• **Text provided**:

»»

Executive commentary

Chairman and CEO Jean-Paul Herteman commented:
" During the first quarter, the fundamental drivers of new aircraft demand remained strong and our global civil aftermarket performed well at 12.3% growth, within our guidance. We saw significant strength in widebody engines services, with a lagging recovery in the narrowbody market segment where operational plans are already geared for stronger growth for the latter part of the year. Hence, Safran recorded 2-digit revenue growth in the first quarter 2011. Based on this performance and current positive trends in our businesses, we confirm our full-year guidance for 2011 and our renewed confidence in our outlook for 2012 and beyond. We also continued to develop and enhance the LEAP technologies to offer our customers the most advanced technology in the industry available at the time they introduce their new single-aisle applications. Several active sales campaigns are in progress for the A320neo and we are confident that we will be announcing very significant orders in the coming weeks and months. "

First-quarter 2011 revenue

Solid growth in revenue. For first-quarter 2011, Safran's revenue was Euro 2,681 million, compared to a Euro 2,426 million in the same period a year ago, a 10.5% year-on-year increase. Group revenue grew by 7.1% organically.

First-quarter 2011 revenue increased by Euro 255 million on a reported basis, highlighting a healthy recovery in civil aftermarket. It also resulted from over 15% growth in both Defence (notably in optronics) and in Aircraft Equipment (primarily nacelles) businesses. On an organic basis, revenue grew by Euro 173 million.

Organic revenue was determined by deducting from 2011 figures the contribution of activities acquired in 2010 and activities newly consolidated when compared to 2010 scope of consolidation and by applying constant exchange rates. Hence, the following calculations were applied:

tableau1-reported-growth.png

The favourable currency impact in revenue of Euro 36 million for first-quarter 2011 reflected a global positive transaction impact with a strong improvement in the Group's hedged rate (USD1.38 to the Euro vs. USD1.46 in the year ago period) and a slight positive translation effect on the revenue from foreign subsidiaries, notably in USD, CHF, GBP and Brazilian real.

Business commentary

  • Aerospace Propulsion

First-quarter 2011 revenue was Euro 1,423 million, up 8.5% or a 6.0% on an organic basis, compared to the year-ago period revenue at Euro 1,311 million. Revenue evolution was driven by both original equipment and services. Aftermarket revenue grew in all segments, with significant strength in recent high-thrust civil and helicopter engines, a lagging recovery in CFM, and a slight growth in military engines services. OEM CFM56 engine deliveries at 322 units were flat compared to the same period a year ago but orders were strongly up at 412 units, for a global backlog totalling 6,353 engines. For the first-quarter 2011, service revenue share was up 17.1% at 51.8%, benefiting from a robust contribution from civil aftermarket (+12.3%) as well as from helicopter and military engines. Worldwide CFM International spare parts revenue was up 6.3% in USD terms with considerable volatility within the quarter. The estimated* total number of shop visits for CFM-equipped civil aircraft increased to 589 as compared to 529 in the first quarter of 2010. [(*) shop visit numbers are estimates; these can be revised marginally in the future as airlines finalise reports].

««

• **Extracted data**:
»»

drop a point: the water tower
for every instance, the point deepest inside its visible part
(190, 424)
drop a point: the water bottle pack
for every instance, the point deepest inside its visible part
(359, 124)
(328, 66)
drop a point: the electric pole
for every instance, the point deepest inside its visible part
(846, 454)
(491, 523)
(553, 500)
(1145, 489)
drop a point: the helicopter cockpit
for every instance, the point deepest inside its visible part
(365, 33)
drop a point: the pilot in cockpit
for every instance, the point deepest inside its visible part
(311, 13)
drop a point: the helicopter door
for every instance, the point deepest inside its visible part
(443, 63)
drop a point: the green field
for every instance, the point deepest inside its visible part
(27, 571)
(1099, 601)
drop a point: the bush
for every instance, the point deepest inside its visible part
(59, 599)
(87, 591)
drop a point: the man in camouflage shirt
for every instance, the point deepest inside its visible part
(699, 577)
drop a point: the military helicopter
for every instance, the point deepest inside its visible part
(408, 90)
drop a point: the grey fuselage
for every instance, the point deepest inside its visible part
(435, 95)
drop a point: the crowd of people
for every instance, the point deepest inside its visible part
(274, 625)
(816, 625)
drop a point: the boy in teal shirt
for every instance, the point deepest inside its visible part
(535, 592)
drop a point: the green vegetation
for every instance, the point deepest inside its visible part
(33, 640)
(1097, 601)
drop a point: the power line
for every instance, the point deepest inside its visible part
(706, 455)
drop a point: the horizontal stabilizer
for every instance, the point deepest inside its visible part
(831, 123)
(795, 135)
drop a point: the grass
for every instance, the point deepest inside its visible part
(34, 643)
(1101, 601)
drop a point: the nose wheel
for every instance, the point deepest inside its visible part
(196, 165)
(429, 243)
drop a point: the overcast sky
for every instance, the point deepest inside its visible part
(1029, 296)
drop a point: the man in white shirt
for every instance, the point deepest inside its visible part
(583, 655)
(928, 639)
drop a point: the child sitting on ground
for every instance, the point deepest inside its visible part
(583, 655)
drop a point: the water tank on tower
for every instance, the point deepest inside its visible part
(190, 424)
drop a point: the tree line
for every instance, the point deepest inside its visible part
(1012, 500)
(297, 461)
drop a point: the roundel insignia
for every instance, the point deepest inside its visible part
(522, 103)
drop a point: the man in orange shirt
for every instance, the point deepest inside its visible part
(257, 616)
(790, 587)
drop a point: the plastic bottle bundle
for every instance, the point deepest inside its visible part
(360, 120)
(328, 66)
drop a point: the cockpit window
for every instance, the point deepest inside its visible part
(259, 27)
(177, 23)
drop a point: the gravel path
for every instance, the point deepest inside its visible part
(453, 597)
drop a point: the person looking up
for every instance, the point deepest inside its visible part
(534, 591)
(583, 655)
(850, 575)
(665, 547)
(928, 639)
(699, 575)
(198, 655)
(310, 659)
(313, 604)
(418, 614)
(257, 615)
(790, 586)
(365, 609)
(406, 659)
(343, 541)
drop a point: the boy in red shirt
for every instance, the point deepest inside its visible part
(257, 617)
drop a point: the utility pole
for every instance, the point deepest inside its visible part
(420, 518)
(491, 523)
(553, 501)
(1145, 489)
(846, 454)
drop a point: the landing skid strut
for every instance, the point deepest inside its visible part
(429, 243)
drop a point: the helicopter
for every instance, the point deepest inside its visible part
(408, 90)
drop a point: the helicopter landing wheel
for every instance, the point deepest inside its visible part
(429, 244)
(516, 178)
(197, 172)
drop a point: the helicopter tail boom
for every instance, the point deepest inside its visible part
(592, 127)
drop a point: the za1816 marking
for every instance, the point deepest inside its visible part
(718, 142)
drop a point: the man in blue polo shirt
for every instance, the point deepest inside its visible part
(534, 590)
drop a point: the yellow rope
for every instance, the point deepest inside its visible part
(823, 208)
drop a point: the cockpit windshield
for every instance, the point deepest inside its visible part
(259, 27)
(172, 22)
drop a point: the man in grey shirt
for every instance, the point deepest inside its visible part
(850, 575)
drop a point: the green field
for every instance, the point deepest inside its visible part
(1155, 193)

««
»»

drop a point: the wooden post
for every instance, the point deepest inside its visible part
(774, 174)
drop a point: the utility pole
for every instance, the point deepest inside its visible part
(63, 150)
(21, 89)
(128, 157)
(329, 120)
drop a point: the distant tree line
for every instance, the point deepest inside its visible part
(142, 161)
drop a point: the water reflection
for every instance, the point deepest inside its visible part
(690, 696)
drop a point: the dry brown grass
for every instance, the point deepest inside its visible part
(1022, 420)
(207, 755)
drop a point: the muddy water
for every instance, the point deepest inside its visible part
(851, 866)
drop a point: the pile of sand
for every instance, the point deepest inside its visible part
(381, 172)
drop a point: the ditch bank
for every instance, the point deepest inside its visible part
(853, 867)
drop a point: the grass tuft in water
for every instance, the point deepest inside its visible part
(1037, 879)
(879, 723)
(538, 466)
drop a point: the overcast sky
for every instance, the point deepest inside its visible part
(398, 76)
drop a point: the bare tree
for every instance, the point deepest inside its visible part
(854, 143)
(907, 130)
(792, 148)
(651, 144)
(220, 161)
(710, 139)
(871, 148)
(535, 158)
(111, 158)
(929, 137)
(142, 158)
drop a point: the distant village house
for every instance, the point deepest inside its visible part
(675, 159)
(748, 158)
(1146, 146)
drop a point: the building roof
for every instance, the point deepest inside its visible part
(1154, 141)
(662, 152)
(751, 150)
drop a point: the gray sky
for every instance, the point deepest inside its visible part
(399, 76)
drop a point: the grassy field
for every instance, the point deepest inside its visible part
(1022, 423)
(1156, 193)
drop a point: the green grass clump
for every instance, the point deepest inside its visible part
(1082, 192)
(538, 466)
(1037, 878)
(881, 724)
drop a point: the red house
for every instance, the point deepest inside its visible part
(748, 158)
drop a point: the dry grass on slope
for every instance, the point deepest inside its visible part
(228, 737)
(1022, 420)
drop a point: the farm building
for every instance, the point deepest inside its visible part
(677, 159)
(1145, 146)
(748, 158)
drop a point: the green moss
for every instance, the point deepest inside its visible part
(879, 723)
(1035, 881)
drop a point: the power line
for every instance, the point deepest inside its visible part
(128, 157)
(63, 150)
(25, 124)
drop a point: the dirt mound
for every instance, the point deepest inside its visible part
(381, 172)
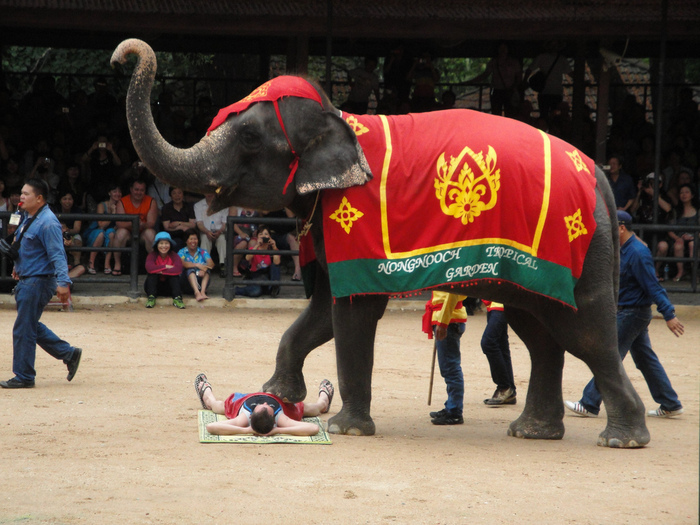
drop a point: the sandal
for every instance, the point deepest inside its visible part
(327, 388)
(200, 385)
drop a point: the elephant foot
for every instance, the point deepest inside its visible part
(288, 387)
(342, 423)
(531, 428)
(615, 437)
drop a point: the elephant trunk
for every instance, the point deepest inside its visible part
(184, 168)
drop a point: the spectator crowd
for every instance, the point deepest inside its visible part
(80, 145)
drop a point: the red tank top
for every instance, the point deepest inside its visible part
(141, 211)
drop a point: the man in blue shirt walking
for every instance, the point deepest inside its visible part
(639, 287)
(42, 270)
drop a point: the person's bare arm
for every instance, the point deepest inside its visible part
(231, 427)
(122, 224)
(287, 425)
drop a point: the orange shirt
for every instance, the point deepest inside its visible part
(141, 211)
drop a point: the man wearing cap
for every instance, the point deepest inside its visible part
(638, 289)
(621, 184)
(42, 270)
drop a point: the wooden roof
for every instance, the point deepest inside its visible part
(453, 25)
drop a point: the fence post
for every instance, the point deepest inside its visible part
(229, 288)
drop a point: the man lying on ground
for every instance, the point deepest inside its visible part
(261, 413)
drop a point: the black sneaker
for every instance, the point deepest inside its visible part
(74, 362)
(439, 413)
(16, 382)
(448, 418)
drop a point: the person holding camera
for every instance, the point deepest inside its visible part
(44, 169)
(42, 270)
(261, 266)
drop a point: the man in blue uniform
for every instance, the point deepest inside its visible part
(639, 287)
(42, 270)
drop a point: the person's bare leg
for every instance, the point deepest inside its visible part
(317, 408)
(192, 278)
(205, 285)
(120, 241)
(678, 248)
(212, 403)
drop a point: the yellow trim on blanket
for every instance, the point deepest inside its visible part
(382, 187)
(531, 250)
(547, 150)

««

• **What you have to do**:
Write the next part of the Safran first-quarter 2011 revenue report, picking up after its last sentence.

• **Expected answer**:
  • Aircraft Equipment

The segment reported first-quarter 2011 revenue of Euro 729 million, up 15.2%, or 9.8% on an organic basis, compared to the year-ago period at Euro 633 million. The increase in revenue primarily resulted from production ramp-up in the nacelle and landing systems businesses. The nacelle activity recorded a production ramp-up for the A380 program (24 units in the first-quarter 2011 compared to 9 nacelles in the year-ago period), as well as a recovery (+57%) in the small nacelles deliveries for the regional jets market. The landing systems activity performed well in original equipment with higher deliveries on large programs and in civil services. Revenues from braking systems increased by 15% as fleet usage continued to pick-up and as installed base continued to grow. On a first-quarter 2011 basis, service share of revenue decreased from 34.4% to 32.3%. Labinal Salisbury (ex-Harvard Customs Manufacturing) revenue contribution was Euro 19 million in the quarter.

  • Defence

First-quarter 2011 revenue was up 19.2% at Euro 292 million, or up 15.1% on an organic basis, compared to the previous year driven by program revenue recognition. The performance was mainly driven by revenue growth exceeding 50% in the Optronics activity on the basis of a robust order backlog (Felin soldier integrated equipment suites for French Army, long-range infra-red goggles for France and export markets). This trend was partly mitigated by a decline in Avionics revenue with lower volume in inertia navigation and guidance systems.

  • Security

The Security activity reported first-quarter 2011 revenue of Euro 233 million, up 4.5% compared to the year-ago period. On an organic basis, it was up 2.3% driven by a strong quarter in e-Documents, notably in the telecommunication market segment, and by a good performance of identification activities that offset the impact of the end of the identification government contract in Ivory Coast. Apart from the Ivory Coast contract, revenue has increased organically by 7% in the first quarter 2011. Product mix and regulatory pricing pressure in detection held revenue back in this specific quarter.

Currency hedges

Hedging portfolio increased. The Group has put in place currency hedges for the next 3 years, spanning from 2011 to 2014. The portfolio was further increased during the first quarter 2011, notably for the period 2012-2014, and the firm hedging portfolio amounted to USD 13.9 billion as of April 18, 2011. The 2011 hedge rate has now been secured at USD 1.38 to the Euro, hence securing the expected tailwind in profits. 2014 hedge volumes have also increased substantially at USD 2.7 billion, to rise to USD 4.4 billion at a hedge rate of USD 1.28 to the Euro as long as the Euro/USD rate remains below 1.52 for most of 2011 and 2012.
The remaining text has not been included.